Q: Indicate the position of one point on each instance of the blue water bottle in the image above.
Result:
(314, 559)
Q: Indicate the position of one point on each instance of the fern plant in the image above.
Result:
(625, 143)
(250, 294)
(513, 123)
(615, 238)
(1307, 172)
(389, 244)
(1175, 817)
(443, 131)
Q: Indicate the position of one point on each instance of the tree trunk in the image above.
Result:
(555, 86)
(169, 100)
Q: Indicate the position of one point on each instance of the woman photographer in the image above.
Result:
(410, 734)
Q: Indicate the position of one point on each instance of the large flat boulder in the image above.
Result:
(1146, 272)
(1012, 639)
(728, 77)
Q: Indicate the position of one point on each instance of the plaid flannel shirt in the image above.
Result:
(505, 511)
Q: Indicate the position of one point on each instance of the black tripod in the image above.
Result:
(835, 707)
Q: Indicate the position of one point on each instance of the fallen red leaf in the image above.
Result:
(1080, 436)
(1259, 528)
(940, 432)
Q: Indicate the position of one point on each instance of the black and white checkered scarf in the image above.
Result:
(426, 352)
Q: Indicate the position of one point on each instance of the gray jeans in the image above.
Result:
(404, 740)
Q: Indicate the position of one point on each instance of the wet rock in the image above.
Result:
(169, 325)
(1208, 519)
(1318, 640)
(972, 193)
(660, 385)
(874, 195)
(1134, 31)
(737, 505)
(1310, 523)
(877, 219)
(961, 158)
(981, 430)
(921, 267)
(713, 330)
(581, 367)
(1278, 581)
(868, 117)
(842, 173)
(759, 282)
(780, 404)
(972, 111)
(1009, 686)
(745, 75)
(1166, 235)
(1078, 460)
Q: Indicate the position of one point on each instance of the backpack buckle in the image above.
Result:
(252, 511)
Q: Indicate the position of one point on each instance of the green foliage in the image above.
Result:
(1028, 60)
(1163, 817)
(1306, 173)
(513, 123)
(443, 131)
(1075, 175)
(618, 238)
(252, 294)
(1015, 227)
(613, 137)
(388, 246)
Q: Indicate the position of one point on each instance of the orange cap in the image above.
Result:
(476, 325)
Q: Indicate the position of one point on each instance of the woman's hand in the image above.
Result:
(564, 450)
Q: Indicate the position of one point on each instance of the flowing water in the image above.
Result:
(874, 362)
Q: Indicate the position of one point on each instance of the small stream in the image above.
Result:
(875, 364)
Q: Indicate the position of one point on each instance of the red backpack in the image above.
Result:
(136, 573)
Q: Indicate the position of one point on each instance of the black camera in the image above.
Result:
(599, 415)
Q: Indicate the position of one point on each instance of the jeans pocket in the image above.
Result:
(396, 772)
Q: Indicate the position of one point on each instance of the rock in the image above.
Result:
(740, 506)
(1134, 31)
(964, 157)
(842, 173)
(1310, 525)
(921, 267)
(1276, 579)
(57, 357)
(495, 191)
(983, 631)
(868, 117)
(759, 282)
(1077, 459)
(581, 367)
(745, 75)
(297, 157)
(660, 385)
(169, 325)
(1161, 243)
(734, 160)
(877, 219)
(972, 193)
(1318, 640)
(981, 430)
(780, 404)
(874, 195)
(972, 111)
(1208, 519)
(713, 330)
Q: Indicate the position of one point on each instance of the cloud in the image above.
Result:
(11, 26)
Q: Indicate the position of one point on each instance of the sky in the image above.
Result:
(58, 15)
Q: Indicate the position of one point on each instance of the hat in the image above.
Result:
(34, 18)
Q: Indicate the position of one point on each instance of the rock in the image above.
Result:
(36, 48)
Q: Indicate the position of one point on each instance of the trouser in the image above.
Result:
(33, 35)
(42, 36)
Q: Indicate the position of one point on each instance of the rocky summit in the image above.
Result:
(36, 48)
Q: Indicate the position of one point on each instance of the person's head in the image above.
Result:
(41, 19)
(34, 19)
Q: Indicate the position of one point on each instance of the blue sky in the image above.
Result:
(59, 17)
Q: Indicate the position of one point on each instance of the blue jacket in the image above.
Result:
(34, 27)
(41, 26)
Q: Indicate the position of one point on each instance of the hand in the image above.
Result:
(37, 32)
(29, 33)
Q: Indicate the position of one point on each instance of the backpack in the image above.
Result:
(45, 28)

* Task instructions: Take the line with "hat in the image above." and all lines after it to the last line, and reproduce them exactly.

* Result for this exercise:
Q: Indicate the position of one point on each instance of the hat in the image above.
Result:
(34, 18)
Q: Indicate the position of one point on each instance of the rock in the image above.
Result:
(36, 48)
Q: Indicate the position of one point on each instance of the trouser in the image above.
Result:
(33, 35)
(42, 36)
Q: Indicate the position of one point on each instance of the rocky summit in the image above.
Result:
(36, 48)
Q: Indicate the position of one point on each instance of the person's head in the image above.
Result:
(41, 19)
(34, 19)
Q: Indicate the position of one point on each instance of the blue sky in the image above.
Result:
(59, 17)
Q: Indicate the position of one point on each instance of the blue jacket in the image above.
Result:
(34, 27)
(41, 26)
Q: Indicate the position of one point on each instance of the hand in the image above.
Result:
(37, 32)
(29, 33)
Q: Indicate the position of one point on each instance of the backpack in the image above.
Result:
(45, 28)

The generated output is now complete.